── Given passage ──

In January, our city burned. An evacuation warning was issued in our neighborhood, the invisible parameter ending a few blocks north of our home. Adam packed — our marriage license, my grandparents’ photo albums — while I bathed Leo in the next room. The Palisades and Eaton fires had decimated nearby communities one day earlier, and destruction seemed both entirely possible and unimaginable. I looked around our house, wondering if this new blaze — the Sunset Fire — would engulf it, too. The next morning, I drove south to Orange County, strapping Leo into his car seat beneath burnt cotton candy clouds, the hazy air stinging my eyes.
In February, Leo stopped sleeping. After weeks of worry about the air quality and frenzied group chats with other moms re-sharing the same warnings from pediatricians and AQI reports — all of us, suddenly, experts — we returned to Los Angeles. Back at home, it was hard to pinpoint the cause of Leo’s sleep regression: congestion, or teething, or confusion after weeks spent in a different environment. Each night was the same: he woke, crying, around 11pm. I worked with a sleep consultant who sent me a spreadsheet, an equation coded into the cells that would help me calculate his optimal nap and bedtimes. I tracked his sleep like it was my job, worried that a difference of ten minutes here or there would derail all progress.

───
── Extracted entries ──

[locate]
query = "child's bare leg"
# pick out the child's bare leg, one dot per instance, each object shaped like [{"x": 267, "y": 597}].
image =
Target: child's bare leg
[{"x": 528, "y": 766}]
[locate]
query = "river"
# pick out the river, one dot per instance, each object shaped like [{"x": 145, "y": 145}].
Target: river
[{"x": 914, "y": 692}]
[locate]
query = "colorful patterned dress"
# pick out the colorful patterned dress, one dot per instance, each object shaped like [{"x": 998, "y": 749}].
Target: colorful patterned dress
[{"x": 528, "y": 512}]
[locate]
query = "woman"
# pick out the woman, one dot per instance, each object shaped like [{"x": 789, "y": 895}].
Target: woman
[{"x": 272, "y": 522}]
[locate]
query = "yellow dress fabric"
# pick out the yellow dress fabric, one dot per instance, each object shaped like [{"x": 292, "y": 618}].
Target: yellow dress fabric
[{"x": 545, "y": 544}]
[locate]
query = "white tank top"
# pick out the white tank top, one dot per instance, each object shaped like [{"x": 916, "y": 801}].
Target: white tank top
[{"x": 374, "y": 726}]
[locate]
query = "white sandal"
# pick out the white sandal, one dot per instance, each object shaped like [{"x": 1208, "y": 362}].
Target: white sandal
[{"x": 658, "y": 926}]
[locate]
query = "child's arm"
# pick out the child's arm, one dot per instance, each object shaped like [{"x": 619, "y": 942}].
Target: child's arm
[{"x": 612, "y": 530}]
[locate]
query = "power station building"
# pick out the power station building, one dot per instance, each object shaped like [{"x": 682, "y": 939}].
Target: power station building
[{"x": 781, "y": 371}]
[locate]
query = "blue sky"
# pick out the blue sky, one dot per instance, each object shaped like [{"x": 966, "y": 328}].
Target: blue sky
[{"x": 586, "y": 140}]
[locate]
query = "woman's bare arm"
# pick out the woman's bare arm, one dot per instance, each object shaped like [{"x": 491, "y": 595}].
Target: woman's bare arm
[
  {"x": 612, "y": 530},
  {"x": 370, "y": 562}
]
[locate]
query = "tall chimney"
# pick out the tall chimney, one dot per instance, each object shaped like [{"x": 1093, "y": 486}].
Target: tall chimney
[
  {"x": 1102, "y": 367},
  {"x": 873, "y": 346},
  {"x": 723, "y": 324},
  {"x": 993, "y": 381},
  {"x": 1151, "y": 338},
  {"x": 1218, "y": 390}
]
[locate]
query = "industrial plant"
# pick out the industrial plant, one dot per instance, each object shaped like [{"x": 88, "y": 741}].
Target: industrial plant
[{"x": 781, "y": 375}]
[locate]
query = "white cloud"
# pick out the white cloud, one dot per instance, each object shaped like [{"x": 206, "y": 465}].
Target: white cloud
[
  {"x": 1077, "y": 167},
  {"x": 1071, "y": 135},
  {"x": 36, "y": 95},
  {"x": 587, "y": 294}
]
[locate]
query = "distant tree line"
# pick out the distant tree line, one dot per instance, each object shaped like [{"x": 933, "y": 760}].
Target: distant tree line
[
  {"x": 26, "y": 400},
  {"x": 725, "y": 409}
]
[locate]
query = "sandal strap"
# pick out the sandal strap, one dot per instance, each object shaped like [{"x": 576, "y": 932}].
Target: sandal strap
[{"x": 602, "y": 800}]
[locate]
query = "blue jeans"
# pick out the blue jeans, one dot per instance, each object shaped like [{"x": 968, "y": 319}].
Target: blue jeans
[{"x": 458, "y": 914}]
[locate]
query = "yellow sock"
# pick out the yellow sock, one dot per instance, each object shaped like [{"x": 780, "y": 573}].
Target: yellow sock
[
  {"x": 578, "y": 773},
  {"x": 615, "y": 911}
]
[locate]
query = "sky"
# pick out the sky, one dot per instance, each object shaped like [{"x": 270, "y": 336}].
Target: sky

───

## Things to do
a – Repeat the essay's text starting with "In February, Leo" and going on through "derail all progress.".
b – Name every fire mentioned in the essay.
The items above are not used in any of the tasks.

## Solutions per task
a –
In February, Leo stopped sleeping. After weeks of worry about the air quality and frenzied group chats with other moms re-sharing the same warnings from pediatricians and AQI reports — all of us, suddenly, experts — we returned to Los Angeles. Back at home, it was hard to pinpoint the cause of Leo’s sleep regression: congestion, or teething, or confusion after weeks spent in a different environment. Each night was the same: he woke, crying, around 11pm. I worked with a sleep consultant who sent me a spreadsheet, an equation coded into the cells that would help me calculate his optimal nap and bedtimes. I tracked his sleep like it was my job, worried that a difference of ten minutes here or there would derail all progress.

b – The Palisades fire, the Eaton fire, the Sunset Fire